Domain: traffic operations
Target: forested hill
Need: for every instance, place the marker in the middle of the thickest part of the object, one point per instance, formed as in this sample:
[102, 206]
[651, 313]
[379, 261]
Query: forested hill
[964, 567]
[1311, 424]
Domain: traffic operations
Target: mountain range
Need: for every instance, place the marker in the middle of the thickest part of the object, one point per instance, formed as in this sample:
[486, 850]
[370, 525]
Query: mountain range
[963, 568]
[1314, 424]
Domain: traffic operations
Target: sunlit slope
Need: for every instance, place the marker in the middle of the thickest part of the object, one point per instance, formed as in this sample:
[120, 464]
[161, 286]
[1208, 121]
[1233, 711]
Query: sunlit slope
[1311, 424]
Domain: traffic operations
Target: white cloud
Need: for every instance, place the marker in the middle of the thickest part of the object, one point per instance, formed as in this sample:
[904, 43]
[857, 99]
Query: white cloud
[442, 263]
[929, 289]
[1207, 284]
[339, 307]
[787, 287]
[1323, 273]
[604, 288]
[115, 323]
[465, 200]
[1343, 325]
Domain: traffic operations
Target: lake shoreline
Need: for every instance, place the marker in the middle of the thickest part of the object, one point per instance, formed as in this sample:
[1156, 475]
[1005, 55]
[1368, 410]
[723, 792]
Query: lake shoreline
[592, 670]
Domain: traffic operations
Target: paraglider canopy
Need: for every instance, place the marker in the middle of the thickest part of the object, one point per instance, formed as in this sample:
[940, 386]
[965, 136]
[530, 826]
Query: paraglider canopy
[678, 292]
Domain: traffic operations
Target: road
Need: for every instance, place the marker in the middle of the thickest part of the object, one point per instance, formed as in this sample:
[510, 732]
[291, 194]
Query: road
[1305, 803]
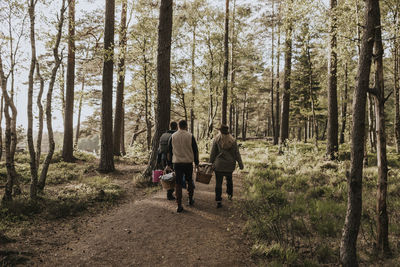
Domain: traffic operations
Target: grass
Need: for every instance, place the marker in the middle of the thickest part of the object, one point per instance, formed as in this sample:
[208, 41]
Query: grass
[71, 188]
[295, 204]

== What is needed ==
Convert every line of the material above into a Markdown table with the columns Row and Line, numbering each row and skipping blank lines. Leave the pictures out of the table.

== Result below ==
| Row | Line |
|---|---|
| 1 | Domain: traffic operations |
| 2 | Target: forested hill |
| 3 | Need: for every instance, place the marker in the middle of the thickest part of the object, one point per instance, formed as in this sample: |
| 4 | [102, 206] |
| 5 | [651, 313] |
| 6 | [379, 261] |
| 7 | Query: forested hill |
| 8 | [964, 567] |
| 9 | [1311, 424] |
| 10 | Domain: traffic operations |
| 11 | Target: mountain range |
| 12 | Need: for every instance, place the marker in the middle of the thickest part of the object, one point per instance, formed as in this sample: |
| 13 | [486, 850] |
| 14 | [370, 525] |
| 15 | Query: mountain range |
| 16 | [963, 568] |
| 17 | [1314, 424] |
| 18 | Domain: traffic operations |
| 19 | Target: sunlit slope |
| 20 | Need: for every instance, place the marker in the middle of the thickest part of the object, one point per instance, formed as in this sample: |
| 21 | [120, 464] |
| 22 | [161, 286] |
| 23 | [1208, 121] |
| 24 | [1233, 711] |
| 25 | Query: sunlit slope |
| 26 | [1311, 424] |
| 27 | Domain: traffic operations |
| 28 | Target: white cloud |
| 29 | Need: for every instance, place the marker in the middle of the thickest part of the object, one point per instance, formed as in this sample: |
| 30 | [904, 43] |
| 31 | [857, 99] |
| 32 | Query: white cloud |
| 33 | [442, 263] |
| 34 | [929, 289] |
| 35 | [1207, 284] |
| 36 | [339, 307] |
| 37 | [787, 287] |
| 38 | [1323, 273] |
| 39 | [604, 288] |
| 40 | [115, 323] |
| 41 | [465, 200] |
| 42 | [1343, 325] |
| 43 | Domain: traffic operations |
| 44 | Target: lake shoreline |
| 45 | Need: for every instance, place the marker in the middle of the thickest part of the object, one point per instance, formed as in this sample: |
| 46 | [1156, 475] |
| 47 | [1005, 55] |
| 48 | [1368, 410] |
| 49 | [723, 792] |
| 50 | Query: lake shoreline |
| 51 | [592, 670] |
| 52 | Domain: traffic operations |
| 53 | Target: paraglider canopy |
| 54 | Need: for every instance, place the marker in the middle of the thickest part of the object, one point per instance, formed as in this sample: |
| 55 | [940, 386] |
| 56 | [965, 136] |
| 57 | [530, 826] |
| 58 | Query: paraglider canopy |
| 59 | [678, 292] |
| 60 | Domain: traffic operations |
| 61 | Target: road |
| 62 | Need: for every instance, place the marker in the middle of the thickest part of the object, one point per instance, formed as in this sample: |
| 63 | [510, 732] |
| 64 | [291, 194] |
| 65 | Query: road |
| 66 | [1305, 803] |
| 67 | Domain: traffic operations |
| 68 | Target: grass |
| 69 | Need: for every instance, place the marker in the middle of the thickest part of the object, one point per instance, formed as in this sample: |
| 70 | [208, 41] |
| 71 | Query: grass |
| 72 | [71, 188] |
| 73 | [295, 204] |